===== Quoted text =====

3. The first respondent has filed the statement of objections contending that the petitioner is not entitled for any relief sought for in this writ petition for various reasons stated therein. The petitioner has submitted monthly statement in form 3 along with advance payment of tax by way of cheques as provided under section 12B(1) of the Act. All the cheques issued by the petitioner in respect of the advance tax were dishonoured by the bankers for want of funds. Thereupon, the first respondent issued notice to the petitioner in form No. 5 as per rule 17(2) of the Karnataka Sales Tax Rules, 1957, demanding payment of the admitted advance tax. Since the petitioner did not respond, the first respondent initiated recovery proceedings by issuing impugned notices to the second respondent under section 14 of the Act. The petitioner having effected the sale of liquor and having collected the tax has not remitted the same to the Government. The petitioner has no authority to retain the amount of tax collected by it. The petitioner is utilising the Government revenue to his business. Under the circumstances, the recovery proceedings initiated are justified.

It is the further case of the first respondent that admitted tax collected by the petitioner is to the tune of Rs. 1,62,46.345. The petitioner is trying to avoid the tax liability by filing this writ petition on technical ground. According to the first respondent section 12B(2) shows that it is only in case an assessee fails to submit to the assessing authority the monthly statement along with advance tax as contemplated under sub-section (1) of section 12B or if the statement appears to the assessing authority to be incorrect or incomplete, the assessing authority may make a provisional assessment order. In the instant case, the assessing authority has no grouse as far as monthly statements submitted by the petitioner are concerned, hence, the question of passing an order under section 12B(2) does not arise. The assessing authority has accepted the monthly statements made by the petitioner as true and correct. The very fact of the petitioner issuing cheques is sufficient to hold that he had made payments of the admitted tax shown in the monthly returns. It is not the case of the assessing authority that the monthly returns submitted by the petitioner were either incorrect or incomplete. Hence, the petitioner is in arrears of the admitted tax and the amount covered by the tax "is an amount due" for the purpose of recovery under section 13 of the Act. Under the circumstances, complying with the provisions of section 12B(2) was not necessary. Relying on the decision in the case of Varalakshmi Enterprises v. State of Karnataka it is contended that the advance tax payable under section 12B(1) falls in the category of "any other amount due" and is recoverable under section 13. The Petitioner is habitual defaulter and is not entitled for the reliefs sought for. Under the circumstances, the first respondent sought for dismissal of the writ petition.

=====

#### [Requirements]
A. Using the tax recovery excerpt, decide whether each statement agrees with it. Answer yes or no, and quote the words that decide it.
(i) The petitioner's cheques for the advance tax were dishonoured for want of funds.
(ii) The assessing authority found the petitioner's monthly statements incomplete.
(iii) The notice demanding the admitted advance tax was issued in form No. 5 under rule 17(2) of the Karnataka Sales Tax Rules, 1957.
B. Answer these questions from the tax recovery excerpt:
(i) In which form did the petitioner submit its monthly statement?
(ii) Under which section of the Act were the impugned notices issued to the second respondent?
(iii) Which decision does the first respondent rely on?
C. Pick up the tax recovery excerpt after its final sentence and carry it forward with one more paragraph.

===== Items =====

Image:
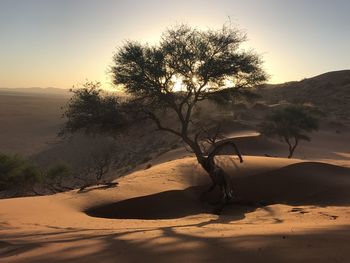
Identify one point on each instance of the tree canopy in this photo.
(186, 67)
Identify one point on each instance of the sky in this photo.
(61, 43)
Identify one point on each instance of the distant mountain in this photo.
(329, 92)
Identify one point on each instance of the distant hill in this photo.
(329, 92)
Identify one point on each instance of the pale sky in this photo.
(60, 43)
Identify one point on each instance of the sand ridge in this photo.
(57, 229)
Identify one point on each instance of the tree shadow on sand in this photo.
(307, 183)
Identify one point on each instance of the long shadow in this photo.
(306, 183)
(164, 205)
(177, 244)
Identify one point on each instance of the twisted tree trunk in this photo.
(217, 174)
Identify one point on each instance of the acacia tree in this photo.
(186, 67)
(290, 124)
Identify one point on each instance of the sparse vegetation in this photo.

=====
===== Items =====

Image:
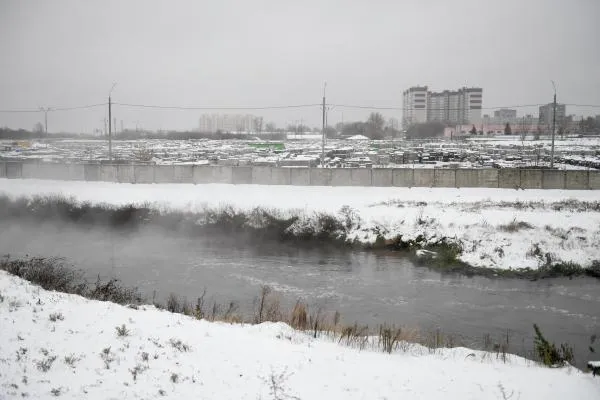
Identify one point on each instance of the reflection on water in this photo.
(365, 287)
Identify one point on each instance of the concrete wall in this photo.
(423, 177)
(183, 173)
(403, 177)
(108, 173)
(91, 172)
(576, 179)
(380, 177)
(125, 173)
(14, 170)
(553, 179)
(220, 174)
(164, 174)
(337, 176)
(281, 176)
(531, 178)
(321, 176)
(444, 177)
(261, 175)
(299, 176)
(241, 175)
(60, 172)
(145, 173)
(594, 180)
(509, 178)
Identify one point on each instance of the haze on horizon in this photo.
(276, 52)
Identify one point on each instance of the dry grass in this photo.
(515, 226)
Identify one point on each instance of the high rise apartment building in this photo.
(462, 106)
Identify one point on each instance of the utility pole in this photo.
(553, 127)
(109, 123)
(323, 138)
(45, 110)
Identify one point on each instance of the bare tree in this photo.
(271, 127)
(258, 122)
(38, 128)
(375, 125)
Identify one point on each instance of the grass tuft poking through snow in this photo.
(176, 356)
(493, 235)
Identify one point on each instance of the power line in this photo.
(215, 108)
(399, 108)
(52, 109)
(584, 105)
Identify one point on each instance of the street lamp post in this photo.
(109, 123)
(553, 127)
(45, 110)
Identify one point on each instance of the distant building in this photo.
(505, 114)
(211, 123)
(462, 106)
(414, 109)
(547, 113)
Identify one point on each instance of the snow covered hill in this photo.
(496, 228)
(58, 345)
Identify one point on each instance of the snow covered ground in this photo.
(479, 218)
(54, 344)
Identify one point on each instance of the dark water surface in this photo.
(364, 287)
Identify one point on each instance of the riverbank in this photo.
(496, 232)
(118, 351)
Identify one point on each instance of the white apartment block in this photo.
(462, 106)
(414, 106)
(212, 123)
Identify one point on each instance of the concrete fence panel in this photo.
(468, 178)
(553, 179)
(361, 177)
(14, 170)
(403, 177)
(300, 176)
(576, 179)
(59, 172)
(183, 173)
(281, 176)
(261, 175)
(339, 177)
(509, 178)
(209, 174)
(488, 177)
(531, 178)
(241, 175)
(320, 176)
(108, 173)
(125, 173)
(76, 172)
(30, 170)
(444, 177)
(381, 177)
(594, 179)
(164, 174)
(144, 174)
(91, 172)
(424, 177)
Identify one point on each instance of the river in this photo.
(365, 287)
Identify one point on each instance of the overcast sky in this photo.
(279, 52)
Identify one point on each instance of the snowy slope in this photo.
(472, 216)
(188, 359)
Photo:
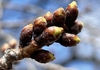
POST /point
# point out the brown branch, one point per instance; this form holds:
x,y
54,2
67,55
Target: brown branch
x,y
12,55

=====

#### [Per-task outputs]
A.
(i) Yes: "All the cheques issued by the petitioner in respect of the advance tax were dishonoured by the bankers for want of funds."
(ii) No: "The assessing authority has accepted the monthly statements made by the petitioner as true and correct."
(iii) Yes: "the first respondent issued notice to the petitioner in form No. 5 as per rule 17(2) of the Karnataka Sales Tax Rules, 1957, demanding payment of the admitted advance tax."

B.
(i) Form 3.
(ii) Section 14.
(iii) Varalakshmi Enterprises v. State of Karnataka.

C.
4. Sri H. L. Dattu, learned counsel for the petitioner, contended that :

(1) The petitioner sent monthly statements under section 12B of the Act accompanied by cheques towards payment of advance tax. When the said cheques were dishonoured or bounced such statements should be considered as incomplete or incorrect. If that be so, the assessing authority should have assessed the dealer provisionally to the best of his judgment recording the reasons for such assessment after giving reasonable opportunity to the dealer of being heard and thereafter proceeded to demand and collect the tax on the basis of such assessment. In this case in the absence of any provisional assessment order the authorities could not demand and collect tax.
(2) Under section 14 of the Act the assessing authority at any time or from time to time can issue notice in writing requiring any person from whom money is due or may become due to the dealer or any person who holds or may subsequently hold money for or on account of the dealer to pay to the assessing authority either forthwith upon the money becoming due or being held at or within the time specified in the notice. In this case, the second respondent as per annexure C replied to the notices, annexures A and B, stating that as per their business terms as on the date of receiving notices no amount was due to the petitioner. Hence, the notices, annexures A and B, impugned in this writ petition are to be quashed and that a declaration may be given that the second respondent is not obliged to make any payment in future in view of section 14(5) of the Act.

In support of his submissions, the learned counsel placed reliance on the following decisions :

(1) [1964] 52 ITR 321 (Mad.) (Buddha Pictures v. Fourth Income-tax Officer, City Circle V, Madras) (2) (Income-tax Officer, Madras v. Budha Pictures) (3) (Madan Lal Lohia v. Assistant Controller) (4) [1988] 173 ITR 164 (Bom) [Mcdermott International Inc. (No. 2) v. Union of India] (5) (Sri Balaji Rice Company v. Commercial Tax Officer No. I, Nellore) (6) (Hyderabad Co-operative Commercial Corporation Ltd. v. Syed Mohiuddin Khadir).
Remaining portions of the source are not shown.